### Provided material ###

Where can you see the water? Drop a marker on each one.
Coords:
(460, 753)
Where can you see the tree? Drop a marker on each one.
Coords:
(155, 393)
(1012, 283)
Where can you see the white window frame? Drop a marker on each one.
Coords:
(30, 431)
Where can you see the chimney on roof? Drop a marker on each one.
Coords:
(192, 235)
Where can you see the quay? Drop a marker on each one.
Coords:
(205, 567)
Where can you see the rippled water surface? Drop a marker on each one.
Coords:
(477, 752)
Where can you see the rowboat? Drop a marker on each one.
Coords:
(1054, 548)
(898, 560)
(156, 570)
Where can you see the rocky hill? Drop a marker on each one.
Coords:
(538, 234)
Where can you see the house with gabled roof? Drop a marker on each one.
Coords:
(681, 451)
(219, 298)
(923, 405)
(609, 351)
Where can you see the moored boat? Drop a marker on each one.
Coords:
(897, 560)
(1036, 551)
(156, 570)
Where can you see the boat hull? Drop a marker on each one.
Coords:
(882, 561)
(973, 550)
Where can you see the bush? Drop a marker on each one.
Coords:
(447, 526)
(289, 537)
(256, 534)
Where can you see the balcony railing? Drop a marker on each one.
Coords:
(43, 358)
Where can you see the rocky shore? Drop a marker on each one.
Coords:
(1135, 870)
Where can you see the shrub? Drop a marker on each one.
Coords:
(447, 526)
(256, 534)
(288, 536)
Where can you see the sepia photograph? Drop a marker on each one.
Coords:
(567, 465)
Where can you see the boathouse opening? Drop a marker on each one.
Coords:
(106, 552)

###

Task instructions:
Give every entry again, exactly as it reads.

Exercise solution:
Where can you see the water? Drop a marker on each one.
Coords:
(460, 753)
Where can you see the tree? Drop a marker on each one.
Coords:
(155, 393)
(1012, 283)
Where can you see the white window frame? Drop a marker on each one.
Coords:
(30, 431)
Where can you see the chimney on roof? Drop a marker on each one.
Coords:
(192, 235)
Where can you see the quay? Drop a marker on each one.
Coords:
(205, 567)
Where can you see the rippled water surface? Drop a marker on each one.
Coords:
(477, 752)
Where can you see the rowboat? Drop a marker on each one.
Coords:
(1054, 548)
(898, 560)
(156, 570)
Where can you see the rocky hill? Drop a marker on each one.
Coords:
(538, 234)
Where can you see the house with gabled roof? Drop a marker on each one.
Coords:
(681, 451)
(219, 298)
(923, 405)
(609, 351)
Where can you see the moored boat? Drop a marker on each one.
Coords:
(897, 560)
(1036, 551)
(156, 570)
Where can you see the boat hull? Drop a marker on each one.
Coords:
(882, 561)
(973, 550)
Where can you see the bush? Drop a marker on each one.
Coords:
(447, 526)
(289, 537)
(256, 534)
Where can you see the balcony railing? Drop a marker on each one.
Coords:
(43, 358)
Where can you see the rocky shore? Drop a marker on each one.
Coords:
(1135, 870)
Where can you see the shrub? Drop a marker on each one.
Coords:
(447, 526)
(256, 534)
(288, 536)
Where can you see the sepia photograph? Drop a marker on each one.
Coords:
(567, 465)
Where can you see the boathouse opening? Drop a marker on each one.
Coords:
(106, 552)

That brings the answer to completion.